Begin Dataset extract

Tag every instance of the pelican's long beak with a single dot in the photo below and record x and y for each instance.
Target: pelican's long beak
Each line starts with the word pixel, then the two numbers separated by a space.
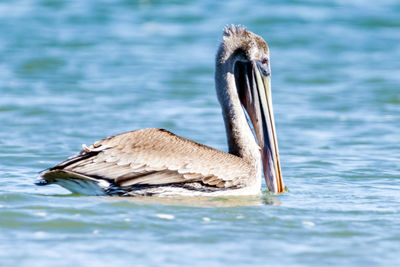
pixel 253 80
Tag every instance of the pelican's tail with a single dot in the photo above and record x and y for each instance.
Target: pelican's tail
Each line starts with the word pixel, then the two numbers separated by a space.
pixel 74 182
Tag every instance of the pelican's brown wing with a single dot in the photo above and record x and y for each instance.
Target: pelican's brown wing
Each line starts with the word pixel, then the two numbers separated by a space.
pixel 155 157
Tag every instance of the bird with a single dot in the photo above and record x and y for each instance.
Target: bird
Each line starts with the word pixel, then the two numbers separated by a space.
pixel 156 162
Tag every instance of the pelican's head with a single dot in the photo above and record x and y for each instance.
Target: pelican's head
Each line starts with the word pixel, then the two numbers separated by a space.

End Dataset extract

Write out every line above in full, raising each x and y coordinate in the answers by 133. Leave the pictures out.

Tag every instance of the pelican's long beak with a single dot in the photo below and record x and y for each instance.
Target: pelican's long beak
Each line starts with the word pixel, then the two numbers separated by a space.
pixel 386 213
Tag every instance of the pelican's tail with a single dot in the photo above and record x and y for each instance.
Target: pelican's tail
Each line starts with the word pixel, then the two numbers separated by a space.
pixel 207 315
Tag every instance of the pelican's brown wing with a single dot in the photo above and record x and y for each instance.
Target: pelican's brown wing
Each line starts with the word pixel, then the two numbers separated by a space.
pixel 288 290
Tag every instance of the bird with a single dot in the photo above and record x and y for each instance.
Target: bird
Each line starts with the word pixel, then the two numbers separated by a space.
pixel 289 295
Tag every instance of the pelican's head with a single dot in the photo above and record x and y for each instance.
Target: pelican's head
Each line starts with the word pixel, then the two numbers separated by a space.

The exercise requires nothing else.